● **Instruction**
Present the records below as a numbered list, starting with the line that contains "Find the narrow" and continuing through the last line of the records, with blank lines left out.

● **Listed records**
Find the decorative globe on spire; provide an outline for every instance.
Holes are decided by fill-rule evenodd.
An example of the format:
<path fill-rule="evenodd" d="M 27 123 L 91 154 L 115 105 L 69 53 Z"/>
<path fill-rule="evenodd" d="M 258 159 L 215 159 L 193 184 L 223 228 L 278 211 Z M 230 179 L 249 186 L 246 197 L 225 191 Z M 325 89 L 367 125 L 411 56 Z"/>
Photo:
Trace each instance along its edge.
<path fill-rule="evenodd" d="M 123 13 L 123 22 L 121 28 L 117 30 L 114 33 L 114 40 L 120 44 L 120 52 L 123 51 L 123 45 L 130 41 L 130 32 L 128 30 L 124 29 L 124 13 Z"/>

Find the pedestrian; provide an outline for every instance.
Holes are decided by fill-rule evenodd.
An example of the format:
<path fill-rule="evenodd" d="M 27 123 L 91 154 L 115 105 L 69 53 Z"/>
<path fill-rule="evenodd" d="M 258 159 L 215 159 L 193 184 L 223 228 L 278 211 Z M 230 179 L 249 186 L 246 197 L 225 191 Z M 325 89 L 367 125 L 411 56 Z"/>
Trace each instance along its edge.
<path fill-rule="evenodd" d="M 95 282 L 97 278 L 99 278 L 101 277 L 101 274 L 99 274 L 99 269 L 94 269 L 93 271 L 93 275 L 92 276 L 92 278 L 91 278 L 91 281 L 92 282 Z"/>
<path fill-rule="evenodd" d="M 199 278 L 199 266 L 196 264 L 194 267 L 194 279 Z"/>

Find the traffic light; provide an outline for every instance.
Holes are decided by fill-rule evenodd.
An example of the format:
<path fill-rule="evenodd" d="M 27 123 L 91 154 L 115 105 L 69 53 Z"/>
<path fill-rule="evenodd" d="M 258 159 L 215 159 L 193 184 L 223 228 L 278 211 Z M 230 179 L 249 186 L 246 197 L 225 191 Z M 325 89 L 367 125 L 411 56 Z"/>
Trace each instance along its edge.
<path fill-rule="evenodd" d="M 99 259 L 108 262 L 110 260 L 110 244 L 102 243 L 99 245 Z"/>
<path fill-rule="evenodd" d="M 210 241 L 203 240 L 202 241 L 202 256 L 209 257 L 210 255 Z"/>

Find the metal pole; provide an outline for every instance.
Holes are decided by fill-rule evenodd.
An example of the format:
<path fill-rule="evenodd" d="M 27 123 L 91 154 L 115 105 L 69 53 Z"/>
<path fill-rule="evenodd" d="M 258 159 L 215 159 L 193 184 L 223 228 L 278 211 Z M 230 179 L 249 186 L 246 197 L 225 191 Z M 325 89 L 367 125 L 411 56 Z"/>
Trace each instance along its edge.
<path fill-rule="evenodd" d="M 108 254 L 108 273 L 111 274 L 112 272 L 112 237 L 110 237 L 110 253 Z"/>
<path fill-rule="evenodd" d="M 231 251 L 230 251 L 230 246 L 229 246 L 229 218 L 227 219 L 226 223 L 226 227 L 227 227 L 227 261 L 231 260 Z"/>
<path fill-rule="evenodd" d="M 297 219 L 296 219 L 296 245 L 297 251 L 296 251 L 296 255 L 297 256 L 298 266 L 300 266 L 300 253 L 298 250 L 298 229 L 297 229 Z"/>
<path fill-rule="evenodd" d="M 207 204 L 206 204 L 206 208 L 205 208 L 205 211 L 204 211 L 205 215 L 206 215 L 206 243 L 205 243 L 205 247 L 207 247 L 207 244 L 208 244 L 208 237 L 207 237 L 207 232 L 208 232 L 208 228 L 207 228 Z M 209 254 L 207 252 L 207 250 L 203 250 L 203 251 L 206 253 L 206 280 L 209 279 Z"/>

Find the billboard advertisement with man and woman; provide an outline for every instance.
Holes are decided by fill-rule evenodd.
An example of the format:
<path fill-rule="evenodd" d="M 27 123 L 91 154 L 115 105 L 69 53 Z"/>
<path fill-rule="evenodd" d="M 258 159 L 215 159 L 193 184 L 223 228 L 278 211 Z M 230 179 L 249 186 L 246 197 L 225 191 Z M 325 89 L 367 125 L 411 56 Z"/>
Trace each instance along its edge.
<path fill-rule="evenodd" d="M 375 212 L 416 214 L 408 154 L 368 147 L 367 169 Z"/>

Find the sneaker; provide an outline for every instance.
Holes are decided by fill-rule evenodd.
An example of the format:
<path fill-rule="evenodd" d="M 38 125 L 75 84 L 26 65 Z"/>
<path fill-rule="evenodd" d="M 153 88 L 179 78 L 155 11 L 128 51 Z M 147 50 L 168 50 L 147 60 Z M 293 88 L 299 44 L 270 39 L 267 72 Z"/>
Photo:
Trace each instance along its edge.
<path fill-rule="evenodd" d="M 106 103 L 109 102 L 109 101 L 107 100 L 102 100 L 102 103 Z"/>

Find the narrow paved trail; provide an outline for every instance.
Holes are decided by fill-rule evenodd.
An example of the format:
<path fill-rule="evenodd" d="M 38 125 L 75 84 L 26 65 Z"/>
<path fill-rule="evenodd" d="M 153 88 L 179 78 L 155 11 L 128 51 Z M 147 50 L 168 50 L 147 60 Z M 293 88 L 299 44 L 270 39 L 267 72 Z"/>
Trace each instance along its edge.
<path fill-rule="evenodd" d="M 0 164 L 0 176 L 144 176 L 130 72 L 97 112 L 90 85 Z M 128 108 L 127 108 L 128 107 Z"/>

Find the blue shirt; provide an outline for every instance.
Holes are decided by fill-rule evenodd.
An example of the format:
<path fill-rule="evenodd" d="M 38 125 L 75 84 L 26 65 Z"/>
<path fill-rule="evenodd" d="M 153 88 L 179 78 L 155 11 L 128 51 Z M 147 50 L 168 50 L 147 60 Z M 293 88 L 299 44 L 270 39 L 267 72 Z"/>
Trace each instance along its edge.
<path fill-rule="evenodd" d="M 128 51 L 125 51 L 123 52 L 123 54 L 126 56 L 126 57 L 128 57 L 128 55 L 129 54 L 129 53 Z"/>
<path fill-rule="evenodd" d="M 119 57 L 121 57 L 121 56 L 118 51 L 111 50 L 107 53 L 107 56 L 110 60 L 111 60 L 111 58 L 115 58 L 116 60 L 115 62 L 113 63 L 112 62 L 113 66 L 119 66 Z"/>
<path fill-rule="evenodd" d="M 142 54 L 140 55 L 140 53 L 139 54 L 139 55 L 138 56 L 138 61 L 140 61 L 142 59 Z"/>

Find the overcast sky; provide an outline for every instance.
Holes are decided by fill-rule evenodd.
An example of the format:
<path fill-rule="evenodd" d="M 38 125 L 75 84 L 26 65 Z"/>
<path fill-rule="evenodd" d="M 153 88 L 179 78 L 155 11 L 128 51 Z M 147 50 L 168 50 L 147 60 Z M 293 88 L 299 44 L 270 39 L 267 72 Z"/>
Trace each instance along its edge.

● **Solution below**
1. Find the narrow paved trail; provide an outline for every instance.
2. Holes are decided by fill-rule evenodd.
3. An example of the format:
4. <path fill-rule="evenodd" d="M 38 125 L 75 84 L 26 65 Z"/>
5. <path fill-rule="evenodd" d="M 153 88 L 179 78 L 155 11 L 128 51 Z M 147 50 L 168 50 L 147 60 Z M 293 88 L 299 44 L 270 39 L 267 72 Z"/>
6. Trace each instance along its edge.
7. <path fill-rule="evenodd" d="M 0 164 L 0 176 L 144 176 L 130 72 L 97 112 L 90 85 Z M 128 108 L 127 108 L 128 107 Z"/>
8. Find the blue shirt; provide an outline for every instance.
9. Holes are decided by fill-rule evenodd.
10. An example of the format:
11. <path fill-rule="evenodd" d="M 38 125 L 75 84 L 26 65 Z"/>
12. <path fill-rule="evenodd" d="M 153 88 L 179 78 L 155 11 L 128 51 Z M 147 50 L 168 50 L 147 60 Z M 293 88 L 299 44 L 270 39 L 267 72 Z"/>
13. Trace each instance along its edge.
14. <path fill-rule="evenodd" d="M 128 51 L 125 51 L 123 52 L 123 54 L 126 56 L 126 57 L 128 57 L 128 55 L 129 54 L 129 53 Z"/>
15. <path fill-rule="evenodd" d="M 119 57 L 121 57 L 121 56 L 118 51 L 111 50 L 107 53 L 107 56 L 110 60 L 111 60 L 111 58 L 115 58 L 116 60 L 115 62 L 113 63 L 112 62 L 113 66 L 119 66 Z"/>
16. <path fill-rule="evenodd" d="M 142 54 L 140 55 L 140 53 L 139 54 L 139 55 L 138 56 L 138 61 L 140 61 L 142 59 Z"/>
17. Find the overcast sky; provide an outline for every instance.
18. Holes are decided by fill-rule evenodd.
19. An example of the format:
20. <path fill-rule="evenodd" d="M 38 125 L 75 84 L 26 65 Z"/>
21. <path fill-rule="evenodd" d="M 153 88 L 179 78 L 155 11 L 128 51 Z M 147 50 L 168 50 L 147 60 Z M 293 88 L 299 44 L 270 39 L 267 72 Z"/>
22. Trace each instance along its edge.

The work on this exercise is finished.